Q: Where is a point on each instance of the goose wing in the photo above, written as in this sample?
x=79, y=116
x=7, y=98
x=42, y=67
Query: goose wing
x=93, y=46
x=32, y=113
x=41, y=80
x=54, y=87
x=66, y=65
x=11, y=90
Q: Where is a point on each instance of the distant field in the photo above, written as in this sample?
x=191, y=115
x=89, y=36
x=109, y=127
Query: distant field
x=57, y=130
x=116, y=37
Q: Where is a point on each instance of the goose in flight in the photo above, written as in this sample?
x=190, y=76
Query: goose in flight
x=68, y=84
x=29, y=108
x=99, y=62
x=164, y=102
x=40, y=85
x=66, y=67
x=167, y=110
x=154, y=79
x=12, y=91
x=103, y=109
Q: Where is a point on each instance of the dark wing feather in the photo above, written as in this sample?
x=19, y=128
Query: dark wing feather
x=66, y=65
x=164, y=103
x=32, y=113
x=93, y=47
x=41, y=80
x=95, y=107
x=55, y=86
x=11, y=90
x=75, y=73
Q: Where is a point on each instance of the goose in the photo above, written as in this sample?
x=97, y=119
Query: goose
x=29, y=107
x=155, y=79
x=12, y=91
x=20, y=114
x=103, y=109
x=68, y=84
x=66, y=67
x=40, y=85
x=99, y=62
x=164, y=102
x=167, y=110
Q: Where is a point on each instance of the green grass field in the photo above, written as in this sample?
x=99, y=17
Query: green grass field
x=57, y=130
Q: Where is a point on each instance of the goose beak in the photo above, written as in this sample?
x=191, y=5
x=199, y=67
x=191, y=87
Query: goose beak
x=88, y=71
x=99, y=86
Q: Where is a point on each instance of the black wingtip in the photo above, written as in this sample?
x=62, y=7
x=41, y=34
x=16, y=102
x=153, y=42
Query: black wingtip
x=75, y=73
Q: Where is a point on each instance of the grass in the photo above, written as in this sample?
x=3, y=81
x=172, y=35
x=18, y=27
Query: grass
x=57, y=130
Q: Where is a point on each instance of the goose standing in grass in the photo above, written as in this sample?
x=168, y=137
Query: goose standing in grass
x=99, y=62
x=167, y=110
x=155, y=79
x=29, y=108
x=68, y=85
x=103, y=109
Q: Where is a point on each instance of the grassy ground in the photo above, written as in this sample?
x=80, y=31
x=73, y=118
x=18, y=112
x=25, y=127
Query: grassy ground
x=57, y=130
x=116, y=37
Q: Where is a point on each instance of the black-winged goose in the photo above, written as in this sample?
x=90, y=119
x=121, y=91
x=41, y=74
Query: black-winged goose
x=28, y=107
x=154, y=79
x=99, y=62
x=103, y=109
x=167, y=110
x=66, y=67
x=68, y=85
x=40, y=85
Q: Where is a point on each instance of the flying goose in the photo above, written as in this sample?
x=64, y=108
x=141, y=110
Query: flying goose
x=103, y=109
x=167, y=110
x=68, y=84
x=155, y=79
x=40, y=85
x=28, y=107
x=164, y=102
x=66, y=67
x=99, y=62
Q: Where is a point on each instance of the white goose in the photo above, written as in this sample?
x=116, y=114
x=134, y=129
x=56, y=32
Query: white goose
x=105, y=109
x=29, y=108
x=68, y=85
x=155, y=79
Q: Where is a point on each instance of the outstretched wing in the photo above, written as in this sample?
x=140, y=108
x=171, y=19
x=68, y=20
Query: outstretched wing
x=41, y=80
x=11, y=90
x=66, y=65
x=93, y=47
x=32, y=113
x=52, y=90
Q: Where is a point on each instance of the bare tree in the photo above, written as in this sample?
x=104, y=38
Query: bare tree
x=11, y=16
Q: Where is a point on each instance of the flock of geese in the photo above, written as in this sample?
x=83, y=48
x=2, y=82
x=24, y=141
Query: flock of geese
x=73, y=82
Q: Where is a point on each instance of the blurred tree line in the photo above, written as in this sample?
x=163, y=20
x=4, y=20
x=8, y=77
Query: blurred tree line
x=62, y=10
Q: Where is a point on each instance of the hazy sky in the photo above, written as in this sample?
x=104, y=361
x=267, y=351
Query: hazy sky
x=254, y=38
==*==
• TASK DIRECTIONS: Reproduce the whole of the records exactly, so that no line differs from the source above.

• EXERCISE RESULT:
Q: Where is a point on each instance of the goose wing in the photo above, written as in this sample?
x=79, y=116
x=7, y=98
x=42, y=67
Query: goose wing
x=93, y=46
x=32, y=113
x=41, y=80
x=54, y=87
x=66, y=65
x=11, y=90
Q: Where is a point on each instance of the distant field in the photo above, written as in this sample?
x=191, y=115
x=89, y=36
x=109, y=127
Query: distant field
x=57, y=130
x=116, y=37
Q: Where is a point on each instance of the goose in flight in the photo above, written as in this sample?
x=190, y=76
Query: goose in flight
x=68, y=84
x=29, y=108
x=99, y=62
x=164, y=102
x=40, y=85
x=66, y=67
x=167, y=110
x=154, y=79
x=12, y=91
x=103, y=109
Q: Where is a point on each instance of the dark wing feather in the photo above, written as in this sample?
x=19, y=128
Query: dark wing feather
x=66, y=65
x=164, y=103
x=32, y=113
x=93, y=47
x=41, y=80
x=95, y=107
x=55, y=86
x=11, y=90
x=75, y=73
Q: Where is a point on each instance of the goose in the photo above, written as in this sample?
x=97, y=119
Query: goose
x=29, y=107
x=155, y=79
x=12, y=91
x=20, y=114
x=103, y=109
x=68, y=84
x=66, y=67
x=40, y=85
x=99, y=62
x=164, y=102
x=167, y=110
Q: Where is a point on each instance of the green grass field in the photo above, written as in this sample?
x=99, y=17
Query: green grass field
x=57, y=130
Q: Where is a point on each instance of the goose beak in the photo above, written as in this sample?
x=191, y=5
x=199, y=67
x=191, y=87
Query: goose beak
x=88, y=71
x=99, y=86
Q: Where is a point on each instance of the black wingtip in the photo above, written as in this sample?
x=62, y=7
x=41, y=34
x=16, y=102
x=153, y=42
Query: black wingtip
x=75, y=73
Q: Where is a point on each instance of the grass in the photo above, written as in this sample?
x=3, y=81
x=172, y=35
x=18, y=27
Query: grass
x=57, y=130
Q: Where is a point on each instance of the goose standing in grass in the photo above, written as in this sample?
x=168, y=137
Query: goose standing in grass
x=99, y=62
x=167, y=110
x=155, y=79
x=29, y=108
x=68, y=85
x=103, y=109
Q: Where is a point on each instance of the grassy ground in the photo above, written as in this sample?
x=80, y=31
x=73, y=118
x=18, y=112
x=25, y=127
Query: grassy ground
x=57, y=130
x=116, y=37
Q: Where is a point on each instance of the black-winged goose in the photo above, written as in this sample?
x=90, y=119
x=121, y=91
x=41, y=74
Query: black-winged goose
x=28, y=107
x=154, y=79
x=99, y=62
x=103, y=109
x=167, y=110
x=66, y=67
x=68, y=85
x=40, y=85
Q: Where is a point on each instance of the flying goose in the photo above, written as in this sample?
x=64, y=108
x=141, y=110
Query: flying goose
x=103, y=109
x=167, y=110
x=68, y=84
x=155, y=79
x=40, y=85
x=28, y=107
x=164, y=102
x=66, y=67
x=99, y=62
Q: Where is a point on each instance of the white goose in the photo above, written as in this sample?
x=116, y=114
x=134, y=129
x=56, y=32
Query: white goose
x=105, y=109
x=29, y=108
x=68, y=85
x=155, y=79
Q: Where is a point on each instance of the outstretched wing in the photo above, written as in this sample?
x=140, y=108
x=171, y=19
x=68, y=20
Query: outstretched wing
x=41, y=80
x=11, y=90
x=66, y=65
x=93, y=47
x=32, y=113
x=52, y=90
Q: Where is a point on each instance of the bare tree in the photo above, written as in this sample?
x=104, y=38
Query: bare tree
x=11, y=16
Q: Where is a point on each instance of the flock of geese in the photo above, written as in this sample?
x=83, y=48
x=2, y=82
x=24, y=141
Query: flock of geese
x=73, y=82
Q: Where is a point on each instance of the blurred tree line in the photo above, written as in this sample?
x=163, y=20
x=4, y=20
x=8, y=77
Query: blurred tree line
x=62, y=10
Q: Where is a point on each instance of the hazy sky in the photo above, written as in this sample?
x=104, y=361
x=267, y=351
Query: hazy sky
x=254, y=38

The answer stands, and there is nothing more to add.